> **SUPPLIED DATA**
□ □ □

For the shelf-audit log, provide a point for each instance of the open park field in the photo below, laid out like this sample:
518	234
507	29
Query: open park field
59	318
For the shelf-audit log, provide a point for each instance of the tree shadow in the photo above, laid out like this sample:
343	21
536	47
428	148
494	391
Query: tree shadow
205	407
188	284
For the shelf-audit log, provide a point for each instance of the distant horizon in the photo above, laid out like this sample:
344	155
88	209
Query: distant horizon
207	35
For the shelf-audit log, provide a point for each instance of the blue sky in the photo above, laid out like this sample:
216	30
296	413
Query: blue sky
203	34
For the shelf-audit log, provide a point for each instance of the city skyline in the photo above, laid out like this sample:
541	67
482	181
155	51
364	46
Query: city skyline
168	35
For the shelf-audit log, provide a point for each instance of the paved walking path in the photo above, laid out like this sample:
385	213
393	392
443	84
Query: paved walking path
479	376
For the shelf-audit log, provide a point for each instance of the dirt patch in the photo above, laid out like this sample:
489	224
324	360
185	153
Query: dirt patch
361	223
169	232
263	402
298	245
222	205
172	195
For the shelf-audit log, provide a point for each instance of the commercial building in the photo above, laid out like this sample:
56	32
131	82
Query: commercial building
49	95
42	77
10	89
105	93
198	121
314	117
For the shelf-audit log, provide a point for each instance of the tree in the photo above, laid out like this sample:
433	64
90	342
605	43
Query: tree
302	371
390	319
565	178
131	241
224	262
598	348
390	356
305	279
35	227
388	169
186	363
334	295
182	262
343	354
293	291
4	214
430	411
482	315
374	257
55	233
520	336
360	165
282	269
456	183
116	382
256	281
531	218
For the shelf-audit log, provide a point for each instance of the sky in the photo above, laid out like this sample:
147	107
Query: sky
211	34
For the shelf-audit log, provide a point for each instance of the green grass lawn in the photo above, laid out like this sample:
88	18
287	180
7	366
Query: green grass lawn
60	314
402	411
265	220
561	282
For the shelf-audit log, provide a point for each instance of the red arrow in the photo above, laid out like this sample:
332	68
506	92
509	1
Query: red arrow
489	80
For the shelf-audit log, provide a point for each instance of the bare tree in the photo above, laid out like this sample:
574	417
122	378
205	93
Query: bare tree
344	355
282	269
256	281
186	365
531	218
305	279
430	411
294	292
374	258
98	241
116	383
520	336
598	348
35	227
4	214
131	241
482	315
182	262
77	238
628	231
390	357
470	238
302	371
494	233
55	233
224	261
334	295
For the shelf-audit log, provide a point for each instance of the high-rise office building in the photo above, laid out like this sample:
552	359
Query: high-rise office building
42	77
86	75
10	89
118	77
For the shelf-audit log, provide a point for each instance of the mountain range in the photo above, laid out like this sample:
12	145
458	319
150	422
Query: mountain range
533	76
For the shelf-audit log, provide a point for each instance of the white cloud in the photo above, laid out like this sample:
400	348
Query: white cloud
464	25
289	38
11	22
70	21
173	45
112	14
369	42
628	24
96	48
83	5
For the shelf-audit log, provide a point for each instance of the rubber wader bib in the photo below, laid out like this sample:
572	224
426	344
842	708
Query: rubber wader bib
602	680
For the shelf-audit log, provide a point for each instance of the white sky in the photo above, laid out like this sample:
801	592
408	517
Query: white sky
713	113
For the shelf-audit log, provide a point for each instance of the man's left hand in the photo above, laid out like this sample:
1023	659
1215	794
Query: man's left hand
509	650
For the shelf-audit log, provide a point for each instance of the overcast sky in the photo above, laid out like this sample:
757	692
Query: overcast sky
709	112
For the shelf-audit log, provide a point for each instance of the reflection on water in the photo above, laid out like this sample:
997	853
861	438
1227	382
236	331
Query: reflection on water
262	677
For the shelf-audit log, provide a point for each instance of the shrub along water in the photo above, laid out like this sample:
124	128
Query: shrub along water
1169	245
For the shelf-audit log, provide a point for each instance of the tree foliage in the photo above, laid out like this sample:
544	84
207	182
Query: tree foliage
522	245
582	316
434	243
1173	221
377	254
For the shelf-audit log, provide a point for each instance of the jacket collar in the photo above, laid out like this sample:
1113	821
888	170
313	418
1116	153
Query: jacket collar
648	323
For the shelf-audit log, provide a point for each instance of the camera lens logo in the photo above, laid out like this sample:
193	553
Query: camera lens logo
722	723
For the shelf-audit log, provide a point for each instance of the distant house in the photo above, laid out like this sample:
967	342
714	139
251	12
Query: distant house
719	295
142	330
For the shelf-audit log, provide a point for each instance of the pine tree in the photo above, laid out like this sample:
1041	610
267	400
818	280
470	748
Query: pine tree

□ □ □

> **WHAT TO PRODUCE**
Look above for the line containing "of the shrub"; copy from it through the last line, exactly, and nothing more.

> **RESPONSE TO THIS EXERCISE**
For the shelf-audit log, provide a point for each instance of the shrub along water in the photo above, laid out like this sample:
124	128
Query: shrub along water
1169	245
For the shelf-audit log, provide a point for each instance of the tree foliage in the photo above, laid out like this sample:
544	84
207	182
Query: tree foliage
522	245
582	316
434	243
1173	221
377	254
For the shelf-audit log, provide a point for each instance of the jacket collar in the photo above, laid out like this sample:
1113	821
888	170
313	418
1116	153
Query: jacket collar
648	323
For the shelf-audit log, provide a point for each instance of the camera lens logo in the photo above, laid out like this sample:
193	553
Query: camera lens logo
722	723
For the shelf-audit log, provide a point for each instance of the distant house in the photo above, laid out like this sample:
967	342
714	139
251	12
Query: distant house
719	295
142	330
For the shelf-audit log, provide a point for each instance of the pine tree in the photo above, laid out like this sample:
1041	610
267	400
818	280
470	748
Query: pine tree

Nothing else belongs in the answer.